> _Excerpted text_:
▬▬▬
Whatever happened to form follows function? Why are there no rules to rein in the gross excesses of hotel design? Actually, now there are: Mine.

Rule 1: Don’t turn décor into a lethal weapon. This can happen at even the most traditional of establishments. I once stayed at a hotel in London with oh-so-proper furnishings, but there were simply too many heavy pieces in the room. I kept slamming into the canopy bed, bouncing off the antique nightstand, and ricocheting off the TV armoire as I ping-ponged around the room. By check-out, my thigh looked like a Xerox of Starry Night.

Rule 2: Don’t make oversized furniture just to be cute (Philippe Starck, this means you). Nobody wants to feel like Edith Ann when trying to look glamorous in the lobby.

Rule 3: Make sure there are plenty of mirrors. It’s really hard to squeeze a full-body reflection into a shaving mirror. But don’t go all Versailles, either, causing guests to think there are more people in the room than there really are.
▬▬▬
> _Request 1_: Lay out the entries from the line containing "If you could locate the soldier's" through the end of the entries as a Markdown table with two columns, Row and Line, giving each line a row number and leaving out blank lines.

> _Input material_:
▬▬▬
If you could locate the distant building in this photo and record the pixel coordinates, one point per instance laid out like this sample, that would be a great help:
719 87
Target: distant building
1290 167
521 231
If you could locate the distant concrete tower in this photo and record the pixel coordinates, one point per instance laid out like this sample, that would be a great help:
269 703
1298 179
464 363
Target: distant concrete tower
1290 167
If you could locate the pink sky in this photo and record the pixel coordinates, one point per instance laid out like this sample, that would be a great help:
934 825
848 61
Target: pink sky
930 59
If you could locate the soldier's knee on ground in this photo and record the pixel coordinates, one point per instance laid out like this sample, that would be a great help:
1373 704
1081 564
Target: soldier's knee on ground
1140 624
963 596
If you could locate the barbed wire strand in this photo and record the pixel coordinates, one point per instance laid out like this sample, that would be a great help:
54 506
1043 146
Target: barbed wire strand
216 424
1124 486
▬▬▬
> _Request 2_: Continue the text on rules for hotel design from where it stops.

> _Output 1_:
| Row | Line |
|---|---|
| 1 | If you could locate the soldier's knee on ground in this photo and record the pixel coordinates, one point per instance laid out like this sample, that would be a great help: |
| 2 | 1373 704 |
| 3 | 1081 564 |
| 4 | Target: soldier's knee on ground |
| 5 | 1140 624 |
| 6 | 963 596 |
| 7 | If you could locate the barbed wire strand in this photo and record the pixel coordinates, one point per instance laid out like this sample, that would be a great help: |
| 8 | 54 506 |
| 9 | 1043 146 |
| 10 | Target: barbed wire strand |
| 11 | 216 424 |
| 12 | 1124 486 |

> _Output 2_:
Rule 4: Don’t turn the elevator into a Bates Motel. A creepy, tight spot is the last place you want to be before retiring for the evening. And, please, no projected videos on the walls and ceiling inside the car. Amusement park rides belong outside.

Rule 5: Keep bathrooms simple. Cascading waterfalls as urinals and fountains for washing hands are downright confusing. Nobody wants to have to figure out which is which after a martini or two.

(Note that anyone caught breaking these rules will be banished to Philip Johnson’s Glass House in New Canaan, Connecticut, to pay for their sins.)